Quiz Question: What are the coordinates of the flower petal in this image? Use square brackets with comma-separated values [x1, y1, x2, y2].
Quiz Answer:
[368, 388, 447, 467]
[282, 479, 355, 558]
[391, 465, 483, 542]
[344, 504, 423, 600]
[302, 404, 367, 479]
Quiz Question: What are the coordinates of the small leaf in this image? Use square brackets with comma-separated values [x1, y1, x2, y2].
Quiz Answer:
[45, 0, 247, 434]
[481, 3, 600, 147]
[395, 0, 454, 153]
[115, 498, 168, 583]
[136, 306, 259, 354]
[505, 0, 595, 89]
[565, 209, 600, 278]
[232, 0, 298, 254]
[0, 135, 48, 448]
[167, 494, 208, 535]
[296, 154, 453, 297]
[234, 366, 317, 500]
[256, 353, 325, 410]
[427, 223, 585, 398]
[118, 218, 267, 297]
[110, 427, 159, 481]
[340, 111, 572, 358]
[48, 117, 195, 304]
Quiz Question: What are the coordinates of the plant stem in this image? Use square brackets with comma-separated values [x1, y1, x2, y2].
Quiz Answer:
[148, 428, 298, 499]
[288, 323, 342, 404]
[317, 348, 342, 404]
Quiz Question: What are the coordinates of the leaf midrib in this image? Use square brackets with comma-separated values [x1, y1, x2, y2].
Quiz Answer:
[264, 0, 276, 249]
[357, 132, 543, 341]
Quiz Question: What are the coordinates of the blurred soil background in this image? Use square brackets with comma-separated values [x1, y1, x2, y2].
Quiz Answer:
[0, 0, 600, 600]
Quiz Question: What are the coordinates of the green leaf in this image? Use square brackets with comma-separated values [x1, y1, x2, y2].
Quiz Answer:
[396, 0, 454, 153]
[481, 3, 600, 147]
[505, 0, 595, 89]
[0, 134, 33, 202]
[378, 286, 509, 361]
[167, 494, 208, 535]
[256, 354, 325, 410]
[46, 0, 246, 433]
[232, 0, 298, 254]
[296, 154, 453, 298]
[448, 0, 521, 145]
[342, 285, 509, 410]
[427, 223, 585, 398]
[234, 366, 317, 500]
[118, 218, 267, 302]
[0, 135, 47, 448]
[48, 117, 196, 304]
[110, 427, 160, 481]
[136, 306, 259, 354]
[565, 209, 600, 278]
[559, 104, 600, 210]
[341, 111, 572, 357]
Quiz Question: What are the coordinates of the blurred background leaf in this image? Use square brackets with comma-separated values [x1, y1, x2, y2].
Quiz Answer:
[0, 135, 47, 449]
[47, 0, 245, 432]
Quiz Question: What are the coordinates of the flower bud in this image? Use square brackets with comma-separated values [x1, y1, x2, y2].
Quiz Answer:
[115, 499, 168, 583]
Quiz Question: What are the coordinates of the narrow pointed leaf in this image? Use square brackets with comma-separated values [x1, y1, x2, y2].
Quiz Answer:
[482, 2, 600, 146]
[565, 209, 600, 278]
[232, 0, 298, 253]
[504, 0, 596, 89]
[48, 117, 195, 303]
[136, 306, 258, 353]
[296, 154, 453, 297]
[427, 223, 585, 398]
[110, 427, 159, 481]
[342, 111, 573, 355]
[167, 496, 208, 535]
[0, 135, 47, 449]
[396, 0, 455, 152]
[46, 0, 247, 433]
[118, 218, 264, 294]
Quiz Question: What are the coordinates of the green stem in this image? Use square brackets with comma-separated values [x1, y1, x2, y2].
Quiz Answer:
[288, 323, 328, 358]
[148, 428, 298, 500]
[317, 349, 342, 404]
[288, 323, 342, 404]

* * * *

Starting at the beginning of the entries and going on through the line with "[302, 404, 367, 479]", reproduce those lines with "flower petal" swapped for "blossom petal" and everything else left unchanged.

Quiz Question: What are the coordinates of the blossom petal in this image? Use square brackets with comma-separated values [x1, y1, x2, y2].
Quiz Answer:
[368, 388, 447, 467]
[282, 479, 355, 558]
[391, 465, 483, 542]
[344, 504, 423, 600]
[302, 404, 367, 479]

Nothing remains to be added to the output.